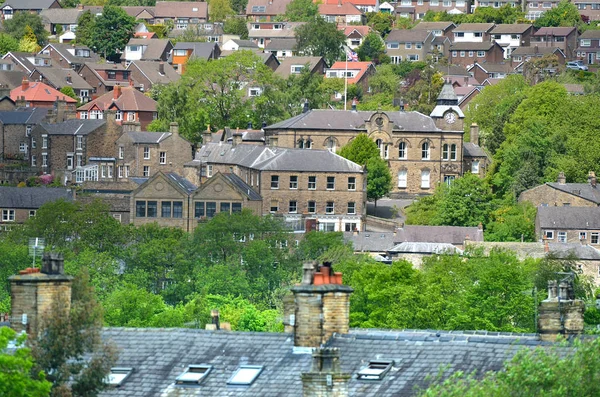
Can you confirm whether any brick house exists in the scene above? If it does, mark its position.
[111,123,194,180]
[10,78,77,111]
[448,41,504,66]
[385,29,435,63]
[185,138,366,231]
[0,108,48,161]
[519,172,600,207]
[77,85,157,131]
[576,30,600,65]
[531,27,579,60]
[0,186,73,230]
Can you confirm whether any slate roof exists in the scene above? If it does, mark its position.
[264,109,439,132]
[192,142,362,172]
[546,182,600,204]
[40,119,106,135]
[127,61,181,84]
[463,142,487,157]
[0,108,48,125]
[100,328,550,397]
[385,29,431,43]
[490,23,533,34]
[536,207,600,230]
[0,186,73,209]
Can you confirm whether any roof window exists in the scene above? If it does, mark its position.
[105,367,133,387]
[227,365,264,386]
[356,360,394,380]
[175,365,212,386]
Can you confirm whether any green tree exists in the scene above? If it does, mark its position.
[357,32,385,64]
[283,0,319,22]
[367,157,392,208]
[295,18,346,65]
[2,12,48,45]
[223,17,248,40]
[86,6,136,59]
[0,33,19,54]
[0,327,52,397]
[338,134,380,166]
[32,269,117,396]
[76,10,96,46]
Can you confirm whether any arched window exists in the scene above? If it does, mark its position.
[421,142,430,160]
[398,142,408,160]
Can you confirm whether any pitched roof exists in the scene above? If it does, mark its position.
[453,23,495,32]
[264,109,439,133]
[154,1,208,18]
[536,206,600,230]
[0,186,73,209]
[127,61,181,84]
[319,3,363,16]
[77,86,157,112]
[101,328,552,397]
[10,81,77,103]
[0,108,48,125]
[385,29,431,43]
[40,119,106,135]
[2,0,56,10]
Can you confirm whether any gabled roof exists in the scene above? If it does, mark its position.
[533,27,576,37]
[453,23,495,33]
[40,119,106,135]
[0,108,48,125]
[2,0,56,10]
[0,186,73,209]
[77,86,157,112]
[385,29,431,43]
[490,23,533,34]
[264,109,439,133]
[154,1,208,19]
[319,3,364,16]
[10,81,77,103]
[127,61,181,84]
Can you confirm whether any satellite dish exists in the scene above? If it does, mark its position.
[29,237,46,267]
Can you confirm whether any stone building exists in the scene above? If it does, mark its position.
[264,83,485,197]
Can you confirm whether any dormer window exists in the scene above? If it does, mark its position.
[356,360,394,380]
[227,365,264,386]
[175,365,212,386]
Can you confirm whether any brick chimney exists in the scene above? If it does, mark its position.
[302,347,350,397]
[284,262,353,347]
[538,273,585,342]
[8,252,73,337]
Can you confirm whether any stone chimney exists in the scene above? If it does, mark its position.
[8,253,73,338]
[302,347,350,397]
[284,262,353,347]
[471,123,479,146]
[538,273,585,342]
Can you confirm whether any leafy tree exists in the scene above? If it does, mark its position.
[86,6,136,60]
[0,33,19,54]
[2,12,48,45]
[338,134,380,166]
[208,0,233,22]
[357,32,385,64]
[0,327,52,397]
[533,0,581,28]
[32,269,117,396]
[76,10,96,46]
[367,157,392,207]
[283,0,319,22]
[295,18,346,65]
[223,17,248,40]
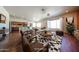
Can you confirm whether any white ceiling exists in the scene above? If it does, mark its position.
[4,6,78,21]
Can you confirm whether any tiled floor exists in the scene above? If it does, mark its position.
[0,32,79,52]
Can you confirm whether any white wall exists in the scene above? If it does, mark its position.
[0,6,9,32]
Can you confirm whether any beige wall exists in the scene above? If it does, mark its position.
[41,12,77,32]
[0,7,9,33]
[61,12,77,32]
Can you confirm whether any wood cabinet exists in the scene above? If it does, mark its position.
[11,21,27,31]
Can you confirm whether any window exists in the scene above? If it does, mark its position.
[36,23,41,28]
[33,23,41,28]
[47,18,62,29]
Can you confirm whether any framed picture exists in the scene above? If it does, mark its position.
[66,16,74,23]
[0,14,6,23]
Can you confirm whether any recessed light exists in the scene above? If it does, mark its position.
[65,10,69,13]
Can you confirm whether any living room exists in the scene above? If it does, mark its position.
[0,6,79,52]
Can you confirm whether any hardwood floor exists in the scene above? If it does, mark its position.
[0,32,79,52]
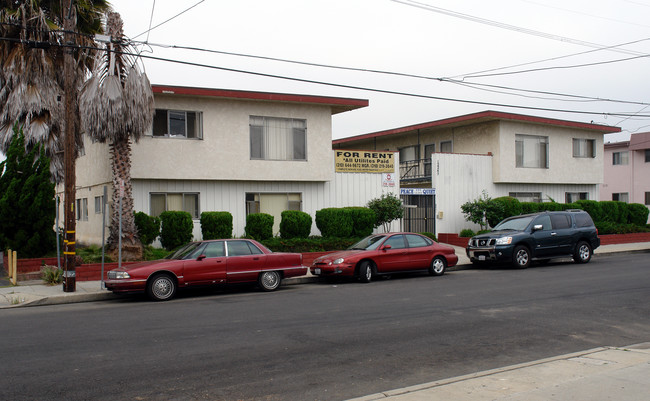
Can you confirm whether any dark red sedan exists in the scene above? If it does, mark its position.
[106,239,307,301]
[310,233,458,283]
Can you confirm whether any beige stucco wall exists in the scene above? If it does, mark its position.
[131,94,333,181]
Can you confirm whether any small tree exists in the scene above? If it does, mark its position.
[368,193,404,232]
[0,126,56,257]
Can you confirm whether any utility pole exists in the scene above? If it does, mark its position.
[63,0,77,292]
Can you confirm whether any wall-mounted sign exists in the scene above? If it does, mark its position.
[399,188,436,195]
[335,150,395,174]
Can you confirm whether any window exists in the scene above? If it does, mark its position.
[250,116,307,160]
[153,109,203,139]
[399,146,420,162]
[508,192,542,203]
[564,192,589,203]
[440,141,453,153]
[76,198,88,221]
[515,135,548,168]
[95,196,104,214]
[149,193,199,219]
[612,151,629,166]
[573,138,596,157]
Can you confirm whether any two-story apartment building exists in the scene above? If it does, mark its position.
[600,132,650,222]
[333,111,620,233]
[68,85,399,243]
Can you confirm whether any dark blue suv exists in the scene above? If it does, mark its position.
[466,210,600,269]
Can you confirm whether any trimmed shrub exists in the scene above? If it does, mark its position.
[576,200,603,221]
[244,213,274,241]
[458,228,476,238]
[316,207,354,238]
[160,210,194,251]
[280,210,312,239]
[201,212,232,239]
[344,206,377,237]
[627,203,650,227]
[134,212,160,245]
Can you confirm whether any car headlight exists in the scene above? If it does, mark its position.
[497,237,512,245]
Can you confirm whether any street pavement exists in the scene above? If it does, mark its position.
[0,242,650,401]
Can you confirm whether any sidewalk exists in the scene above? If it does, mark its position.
[353,343,650,401]
[0,242,650,309]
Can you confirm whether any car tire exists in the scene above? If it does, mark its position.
[257,271,282,291]
[512,245,530,269]
[147,273,176,301]
[429,256,447,276]
[573,241,592,263]
[359,260,372,283]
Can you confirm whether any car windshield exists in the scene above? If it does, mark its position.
[348,235,386,250]
[165,242,201,260]
[492,216,535,231]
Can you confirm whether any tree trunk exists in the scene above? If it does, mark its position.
[107,139,142,261]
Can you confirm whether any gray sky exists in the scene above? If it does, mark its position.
[1,0,650,161]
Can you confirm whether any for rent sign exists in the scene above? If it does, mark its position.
[336,150,395,173]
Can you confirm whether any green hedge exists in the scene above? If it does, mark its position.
[280,210,312,239]
[201,212,232,239]
[135,212,160,245]
[244,213,274,241]
[160,211,194,251]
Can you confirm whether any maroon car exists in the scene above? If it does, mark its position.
[310,233,458,283]
[106,239,307,301]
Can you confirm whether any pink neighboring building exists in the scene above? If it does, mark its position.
[600,132,650,222]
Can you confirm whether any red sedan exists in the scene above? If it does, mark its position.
[106,239,307,301]
[310,233,458,283]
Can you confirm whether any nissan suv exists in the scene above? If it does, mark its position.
[466,210,600,269]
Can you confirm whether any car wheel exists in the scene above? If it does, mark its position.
[147,274,176,301]
[512,245,530,269]
[429,256,447,276]
[257,271,282,291]
[573,241,591,263]
[359,261,372,283]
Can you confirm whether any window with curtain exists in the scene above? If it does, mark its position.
[153,109,203,139]
[515,135,548,168]
[250,116,307,160]
[149,192,200,219]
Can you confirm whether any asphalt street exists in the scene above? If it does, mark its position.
[0,253,650,400]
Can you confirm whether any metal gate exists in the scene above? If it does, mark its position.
[400,195,436,235]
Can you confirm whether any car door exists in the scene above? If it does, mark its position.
[183,241,226,285]
[375,234,409,273]
[226,240,267,283]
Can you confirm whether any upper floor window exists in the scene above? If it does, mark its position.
[149,193,199,219]
[612,151,629,166]
[250,116,307,160]
[153,109,203,139]
[573,138,596,157]
[440,141,453,153]
[515,135,548,168]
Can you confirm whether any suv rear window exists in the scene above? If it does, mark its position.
[574,213,594,227]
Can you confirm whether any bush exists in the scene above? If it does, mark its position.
[244,213,274,241]
[458,228,476,238]
[160,211,194,251]
[316,207,354,238]
[344,207,377,237]
[280,210,312,239]
[134,212,160,245]
[201,212,232,239]
[627,203,650,227]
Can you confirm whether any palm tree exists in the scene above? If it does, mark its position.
[0,0,110,178]
[79,12,154,260]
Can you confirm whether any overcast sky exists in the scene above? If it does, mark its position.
[1,0,650,161]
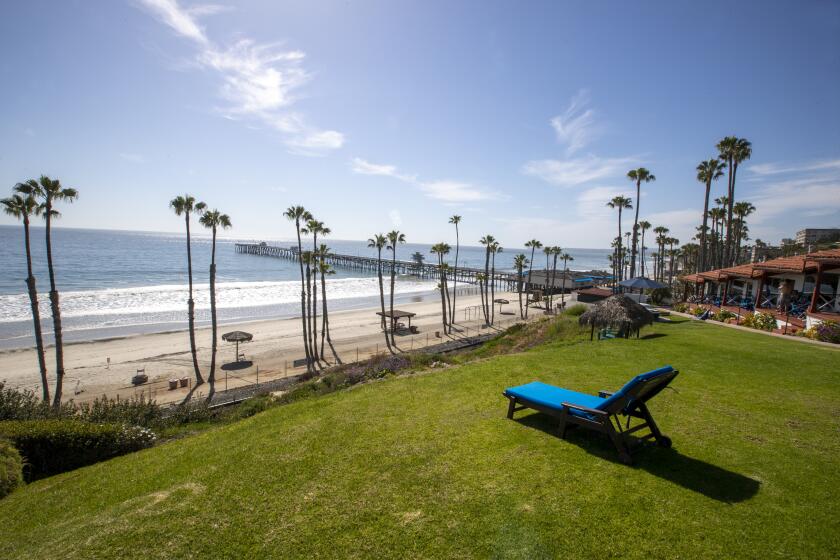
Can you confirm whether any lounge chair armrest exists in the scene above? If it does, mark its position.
[560,403,609,416]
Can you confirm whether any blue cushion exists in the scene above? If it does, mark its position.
[598,366,674,410]
[505,366,674,416]
[505,381,605,415]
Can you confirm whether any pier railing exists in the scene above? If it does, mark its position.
[235,243,518,290]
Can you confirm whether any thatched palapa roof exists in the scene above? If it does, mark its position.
[579,294,656,332]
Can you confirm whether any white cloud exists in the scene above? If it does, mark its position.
[141,0,207,43]
[350,157,501,204]
[388,208,402,228]
[522,155,633,187]
[119,152,146,163]
[747,158,840,176]
[551,89,598,155]
[140,0,345,156]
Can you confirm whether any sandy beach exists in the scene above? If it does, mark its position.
[0,292,542,402]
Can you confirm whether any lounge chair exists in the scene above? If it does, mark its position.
[504,366,679,465]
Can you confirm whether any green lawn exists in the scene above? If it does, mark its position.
[0,321,840,559]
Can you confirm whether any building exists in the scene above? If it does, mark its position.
[681,249,840,328]
[796,228,840,245]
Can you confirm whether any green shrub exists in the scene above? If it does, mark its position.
[0,439,23,498]
[564,303,586,317]
[649,288,672,305]
[710,309,736,323]
[0,420,155,480]
[0,381,75,421]
[797,321,840,344]
[741,311,776,331]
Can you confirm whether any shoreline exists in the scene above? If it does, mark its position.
[0,292,544,402]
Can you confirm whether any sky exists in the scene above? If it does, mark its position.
[0,0,840,248]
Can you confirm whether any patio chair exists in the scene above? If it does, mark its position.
[503,366,679,465]
[598,329,616,340]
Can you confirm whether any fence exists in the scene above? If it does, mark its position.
[101,310,542,404]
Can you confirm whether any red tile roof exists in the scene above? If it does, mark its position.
[755,255,817,273]
[720,263,761,278]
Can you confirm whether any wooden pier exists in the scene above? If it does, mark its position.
[231,243,517,291]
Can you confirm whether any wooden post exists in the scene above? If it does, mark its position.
[808,263,822,313]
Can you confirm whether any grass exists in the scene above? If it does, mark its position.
[0,321,840,559]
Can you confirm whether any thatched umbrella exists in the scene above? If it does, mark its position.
[222,331,254,362]
[579,294,656,340]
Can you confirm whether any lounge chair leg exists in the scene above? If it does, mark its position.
[639,403,671,448]
[606,417,633,465]
[557,408,569,439]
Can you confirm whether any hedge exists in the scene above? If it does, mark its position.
[0,420,155,481]
[0,439,23,498]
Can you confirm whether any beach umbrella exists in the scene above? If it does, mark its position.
[578,294,656,339]
[222,331,254,362]
[618,276,665,290]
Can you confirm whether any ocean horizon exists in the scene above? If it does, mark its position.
[0,226,610,349]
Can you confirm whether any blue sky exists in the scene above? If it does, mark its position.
[0,0,840,247]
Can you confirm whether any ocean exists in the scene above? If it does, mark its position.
[0,226,610,349]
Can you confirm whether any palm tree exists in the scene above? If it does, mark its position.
[283,206,314,373]
[431,243,452,334]
[490,241,503,325]
[667,237,680,287]
[525,239,542,319]
[560,253,575,307]
[607,196,633,281]
[388,230,406,347]
[32,175,79,408]
[732,201,755,264]
[368,233,394,353]
[627,167,656,277]
[548,245,563,311]
[449,214,461,325]
[0,187,50,403]
[478,235,496,326]
[169,194,207,386]
[317,247,341,364]
[653,226,670,281]
[513,253,528,319]
[300,218,332,360]
[639,220,651,276]
[717,136,752,266]
[697,158,726,271]
[198,210,231,402]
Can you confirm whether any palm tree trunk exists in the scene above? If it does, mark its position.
[295,219,312,373]
[376,249,394,353]
[525,246,536,319]
[449,223,461,325]
[490,251,496,325]
[321,272,341,364]
[560,258,569,308]
[438,254,448,334]
[23,214,50,403]
[184,212,204,386]
[46,200,64,408]
[699,182,712,272]
[390,249,397,348]
[207,226,215,403]
[484,248,490,327]
[630,179,642,278]
[305,262,318,368]
[312,232,321,360]
[616,206,624,281]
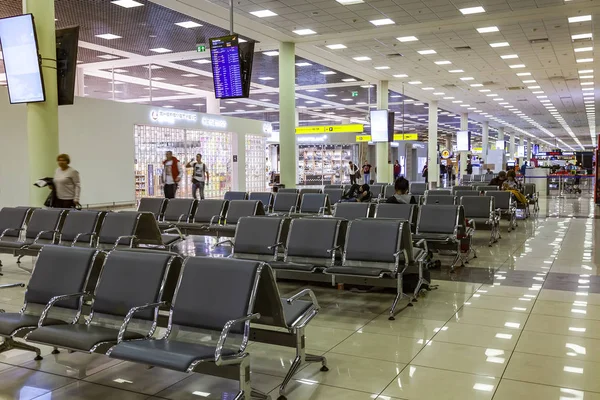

++++

In the records above, rewrite the lines starting at the one containing "Can you confirm whether any gray" and ending at the one containing "[0,253,650,400]", replacing "maroon car" with "burgundy car" and leaving everything else unchanged. Give only those lines.

= Output for this exercise =
Can you confirm whether any gray sky exists in the scene above? If it does, mark its position.
[1,0,650,161]
Can you confirm whether any for rent sign exists in the scene above? If it does, mark its position.
[336,150,395,173]
Can you confirm whether any green hedge exists in the scene above? If it does, mark its position.
[280,210,312,239]
[201,212,232,239]
[135,212,160,245]
[244,213,274,241]
[160,211,194,251]
Can you confirm whether any burgundy car exists in the scene above? If it does, mark its position.
[310,233,458,283]
[106,239,307,301]
Can you confirm whether any pink neighboring building exists in the scene above? If it does, mark its position.
[600,132,650,222]
Can you confirm whether any red sedan exists in the scene above? If it does, mark its position.
[106,239,307,301]
[310,233,458,283]
Can you confirm whether any nissan suv exists in the scene above? If it does, mark its position.
[466,210,600,269]
Can you confirm whether any car wheel exists in the scene above? If it does, mark its position.
[147,274,176,301]
[512,245,530,269]
[429,256,447,276]
[257,271,282,291]
[573,241,591,263]
[359,261,372,283]
Can you confirm whether any window with curtain exists in the scene above? If it does, mark its position.
[153,109,203,139]
[515,135,548,168]
[250,116,307,160]
[149,192,200,219]
Can you confirm whether any asphalt street exists in the scene above? If it does, mark its position.
[0,253,650,400]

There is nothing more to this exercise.